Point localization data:
######

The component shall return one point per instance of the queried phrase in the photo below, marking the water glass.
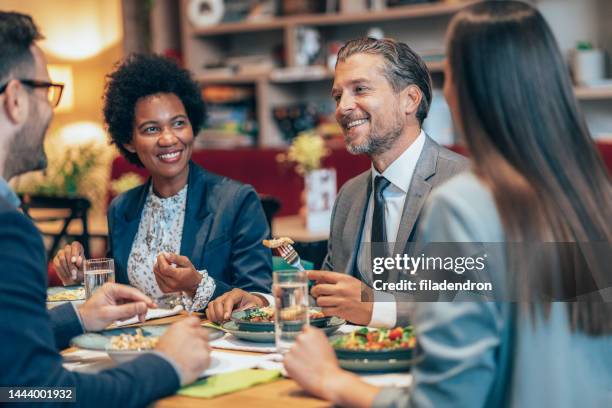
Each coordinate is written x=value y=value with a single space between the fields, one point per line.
x=290 y=290
x=97 y=272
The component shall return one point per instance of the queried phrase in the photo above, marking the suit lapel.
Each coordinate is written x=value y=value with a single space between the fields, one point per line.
x=198 y=219
x=124 y=231
x=417 y=193
x=354 y=225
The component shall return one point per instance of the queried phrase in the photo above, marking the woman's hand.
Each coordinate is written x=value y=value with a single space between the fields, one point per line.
x=220 y=309
x=69 y=263
x=176 y=273
x=312 y=363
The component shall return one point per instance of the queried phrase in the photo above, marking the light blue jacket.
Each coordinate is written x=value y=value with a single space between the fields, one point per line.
x=485 y=354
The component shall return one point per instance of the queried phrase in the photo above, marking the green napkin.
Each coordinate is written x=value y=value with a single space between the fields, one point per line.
x=229 y=382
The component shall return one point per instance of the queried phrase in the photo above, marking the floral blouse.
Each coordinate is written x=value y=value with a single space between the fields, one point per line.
x=161 y=230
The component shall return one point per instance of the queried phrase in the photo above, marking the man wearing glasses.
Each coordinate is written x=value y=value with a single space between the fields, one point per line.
x=31 y=335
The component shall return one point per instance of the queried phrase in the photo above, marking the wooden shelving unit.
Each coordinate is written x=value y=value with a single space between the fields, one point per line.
x=425 y=31
x=332 y=19
x=316 y=75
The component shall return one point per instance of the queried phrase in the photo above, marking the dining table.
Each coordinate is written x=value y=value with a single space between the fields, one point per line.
x=283 y=392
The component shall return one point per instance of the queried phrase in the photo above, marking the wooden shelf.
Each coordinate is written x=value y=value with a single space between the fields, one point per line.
x=209 y=79
x=276 y=77
x=285 y=22
x=586 y=93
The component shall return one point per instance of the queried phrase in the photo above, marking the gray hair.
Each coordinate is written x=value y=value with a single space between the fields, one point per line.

######

Problem statement: Quote the preceding records in their entirety, excluding every picture.

Reply to the exercise:
The component shall return one point per instance of the queried phrase in the photo below, marking the water glass.
Each coordinate is written x=value y=value with a single space between the fields, one point per line.
x=290 y=290
x=97 y=272
The component shall return one point per instance of the queried phrase in the photo above, marking the suit lapel.
Each coordinate is written x=value y=value with a single space between the fields, one point per line.
x=198 y=219
x=124 y=231
x=417 y=193
x=354 y=225
The component shall return one point per instance of the queried phrase in the photo above, marking the woman's hand.
Each coordinate is written x=value y=value with a single space between the fields, one point per line.
x=220 y=309
x=69 y=263
x=176 y=273
x=312 y=363
The component shall return one point per instance of the queried phrase in the photo above, marking the light blue jacket.
Each coordinate is written x=value y=value with a single space between the fields, one point per line.
x=485 y=354
The component shall return one point per instance of the queried phrase in the photo above, marking the green napkin.
Each coordinate is written x=value y=value with a single space between the fields, one point per line.
x=229 y=382
The component shall return one point per instance of the queried phrase in the photo above, marking the floral blouse.
Each coordinate is written x=value y=value with a single space between the fields, one point per line.
x=161 y=230
The component shall return one point per instance of the queried phrase in the photo above, marking the man wearing glasses.
Each coordinate is written x=value y=value with a single space between the fields, one point per line.
x=31 y=335
The component shall return one point per instance of the queried phrase in the photo above, marking the wooden shelving unit.
Each coordinate is written x=value y=value with a single space between the fields, one point per line.
x=425 y=31
x=332 y=19
x=316 y=75
The component shall return one point per instance of the queried phrase in the photo above, marking the dining table.
Each coordinate is written x=value y=value with a single space between the fields, one point per line.
x=283 y=392
The component shall return one point per instance of the queried phrase in the photo above, marking the wooden shelf.
Each coordinate is written x=value y=value with a single space between the fields, one point per line.
x=209 y=79
x=276 y=77
x=285 y=22
x=586 y=93
The component shall return one point per instance of the queried phrase in the photo above, marking the gray hair.
Each coordinate is written x=value y=value with a single space between the fields, one point per line.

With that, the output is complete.